§ **SET EXERCISE**:
Count the lines in the records that contain the string "knee", treating case as significant, and give only the number.

########

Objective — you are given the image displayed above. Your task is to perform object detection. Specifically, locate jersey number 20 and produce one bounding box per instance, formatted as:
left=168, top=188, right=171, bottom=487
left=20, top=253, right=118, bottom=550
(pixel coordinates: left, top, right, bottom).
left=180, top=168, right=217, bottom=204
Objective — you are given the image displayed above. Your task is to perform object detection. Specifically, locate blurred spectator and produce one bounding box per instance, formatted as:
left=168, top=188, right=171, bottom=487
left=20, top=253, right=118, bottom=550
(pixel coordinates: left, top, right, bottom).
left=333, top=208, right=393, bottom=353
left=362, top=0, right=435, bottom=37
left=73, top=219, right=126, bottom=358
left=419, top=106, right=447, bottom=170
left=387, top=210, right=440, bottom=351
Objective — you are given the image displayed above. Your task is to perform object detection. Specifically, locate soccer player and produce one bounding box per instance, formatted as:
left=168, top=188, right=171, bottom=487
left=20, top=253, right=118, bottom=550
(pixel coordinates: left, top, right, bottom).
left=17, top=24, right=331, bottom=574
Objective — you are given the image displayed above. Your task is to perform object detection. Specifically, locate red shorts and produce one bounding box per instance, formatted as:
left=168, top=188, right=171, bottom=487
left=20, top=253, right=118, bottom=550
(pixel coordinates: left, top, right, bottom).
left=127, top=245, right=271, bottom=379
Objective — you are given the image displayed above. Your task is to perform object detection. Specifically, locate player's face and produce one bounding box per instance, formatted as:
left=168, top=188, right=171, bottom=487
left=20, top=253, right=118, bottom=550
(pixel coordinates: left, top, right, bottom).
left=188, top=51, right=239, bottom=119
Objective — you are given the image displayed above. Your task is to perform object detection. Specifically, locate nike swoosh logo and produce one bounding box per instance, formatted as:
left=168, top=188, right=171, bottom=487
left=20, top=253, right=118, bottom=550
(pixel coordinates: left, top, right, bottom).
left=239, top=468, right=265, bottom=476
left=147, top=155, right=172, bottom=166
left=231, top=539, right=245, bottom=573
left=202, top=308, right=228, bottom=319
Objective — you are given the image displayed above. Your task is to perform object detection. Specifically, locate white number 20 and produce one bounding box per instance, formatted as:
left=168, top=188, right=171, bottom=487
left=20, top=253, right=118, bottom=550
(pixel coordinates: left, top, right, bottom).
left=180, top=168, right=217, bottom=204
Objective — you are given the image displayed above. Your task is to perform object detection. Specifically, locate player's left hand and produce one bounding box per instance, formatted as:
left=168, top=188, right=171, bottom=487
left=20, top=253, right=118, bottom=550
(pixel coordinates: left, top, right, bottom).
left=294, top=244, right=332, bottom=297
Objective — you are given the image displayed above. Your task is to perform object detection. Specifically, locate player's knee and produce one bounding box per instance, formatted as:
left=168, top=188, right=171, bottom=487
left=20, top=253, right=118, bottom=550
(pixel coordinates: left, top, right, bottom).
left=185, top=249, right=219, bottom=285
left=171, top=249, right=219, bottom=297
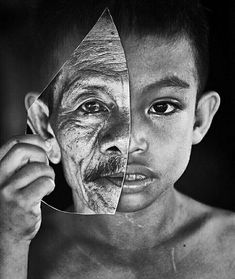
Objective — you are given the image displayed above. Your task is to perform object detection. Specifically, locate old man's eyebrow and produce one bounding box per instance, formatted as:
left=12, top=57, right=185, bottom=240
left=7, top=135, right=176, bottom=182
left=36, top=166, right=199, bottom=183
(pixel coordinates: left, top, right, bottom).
left=143, top=76, right=190, bottom=92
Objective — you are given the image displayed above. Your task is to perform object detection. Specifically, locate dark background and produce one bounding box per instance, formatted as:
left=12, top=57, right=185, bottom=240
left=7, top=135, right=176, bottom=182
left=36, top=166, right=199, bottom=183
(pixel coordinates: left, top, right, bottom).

########

§ **IN RESPONSE**:
1